### Instructions
#1 Condense the paragraph of the dissertation excerpt on solicitors and anti-corruption that begins "In brief, the guidance designed for companies" into a bulleted list that keeps its main facts.
#2 Pick up the dissertation excerpt on solicitors and anti-corruption after its final sentence and keep writing.

### Source passage
________________

In brief, the guidance designed for companies is consisted of 12 key recommendations and it requires a company to establish a clearly articulated and visible corporate policy of prohibiting foreign bribery. This policy should be supported and committed from senior management, and individuals at all levels of the company should also be obliged to comply with. The company is recommended to set up independent monitoring bodies for internal reporting and supervising, and the ethics and compliance programmes or measures should specifically cover the matters of gifts, political contributions, facilitation payments and more. The relevant individuals should be required to exercise risk-based due diligence when they are acting on behalf of the company to build contractual relationship with third parties including agents, consultants, and representatives. The company should secure an effective financial and accounting procedures to maintain a fair and accurate books, records, and accounts. This is a protection to ensure that they cannot be used for the purpose of foreign bribery or hiding such bribery. Moreover, the policy should ensure the company has established an effective internal system that encourage and provide positive support for the observance of the policy, as well as an appropriate disciplinary procedures to address violations at all levels of the company. At last, the policy should be periodically reviewed, and individuals at all levels of the company should also receive periodically training for compliance.


5. Chapter IV - Desired Role of Solicitor


Broadly speaking, the previous chapters have provided an overview of the role of legal professionals in the background of anti-corruption, as well as their relevant duties and challenges based on the examination over the legal requirements and practical concerns. Following these discussions, it is now appropriate to consider the role what solicitors are playing today when they are carrying out instructions for the clients, and what contribution solicitors are expected to provide during their fight against corruption. The paragraphs below thus will be focused on answering the questions generated from the beginning of this dissertation, these are, whether solicitors in today’s environment are still acting the role as a pure legal adviser that simply carrying out instructions for the client or, they are expected to play the role like a “supervisor” that help the relevant authorities to supervise their handling cases in the name of upholding justice? If solicitors are obliged to adopt the role of “supervisor”, then where shall the boundaries lie between the role to act in the clients’ best interests and the role to uphold the proper administration of justice?


5.1 Adviser or Executor


As Nicola advised,[108] lawyers should distinguish the role between adviser and executor when they are carrying out instructions for the client in the background of anti-corruption. Indeed, the most client’s instructions can be divided into these two major categories. First, a client may simply seek legal advice from a lawyer to help him to understand his available options and thus to make a viable decision. Second, a solicitor may be asked to set up a corporate vehicle on behalf of his client to achieve the client’s business objective.


5.1.1 Legal Adviser


In the scenario that a client is seeking legal advice from a solicitor in the United Kingdom, there are three main aspects the solicitor should aware during the process of producing his legal advice.

________________

### Dataset content
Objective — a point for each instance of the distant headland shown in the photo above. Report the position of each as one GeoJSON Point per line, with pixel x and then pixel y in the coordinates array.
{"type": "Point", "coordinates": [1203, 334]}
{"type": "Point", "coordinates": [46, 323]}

________________

### Responses to the tasks
#1
- The guidance for companies has 12 key recommendations.
- A company must set a clear, visible policy against foreign bribery. Senior management must back it, and individuals at all levels must comply.
- Independent monitoring bodies should handle internal reporting and supervision.
- Ethics and compliance programs should specifically cover gifts, political contributions, facilitation payments and more.
- Individuals acting for the company must use risk-based due diligence when forming contracts with third parties such as agents, consultants and representatives.
- Effective financial and accounting procedures should keep books, records and accounts fair and accurate, so they cannot be used for foreign bribery or to hide it.
- An internal system should encourage and support observance of the policy, and disciplinary procedures should address violations at all levels.
- The policy should be reviewed periodically, and individuals at all levels should receive periodic compliance training.

#2
First, it is undoubtedly to say solicitors are obliged to provide practicable advices that comply with the laws and regulations, and so the served advice must not induce the client to commit an offence. This duty is derived both from solicitors’ professional conduct matter as well as the requirement of the rule of law. If there is a solicitor who produced a legal advice and it contains an element that ultimately guided his client to commit an offence in relation to bribery, then the solicitor is in breach of Principles 1 and 7 of the SRA Principles 2011, and he may also be prosecuted as an accessory to the principal offender under the relevant provisions of the AAA or the SCA.[109] [110]


Second, solicitors at managerial positions should also bear in mind that section 7 of the UKBA has created a strict liability applicable to them in relation to the matter of solicitors’ duty to prevent bribery. Both the law firm and its partners can be prosecuted under this section if an associate employed by this law firm has participated in a bribery activity during the employment, and the law firm has failed to prevent this employee from undertaking such conduct. Although there is an available defence under the condition that the defendant had in place adequate procedures designed to prevent persons associated with it from committing bribery, it is worth to note that solicitors at managerial positions are advised to active monitoring their employees’ work to prevent bribery, and the paper-compliance is certainly not sufficient to persuade an excuse. In other words, managing partners are expected to exercise their due diligence to adopt a zero-tolerance, anti-corruption culture that is integrated into their routine operations, fully and visibly supported at the highest levels in the law firm.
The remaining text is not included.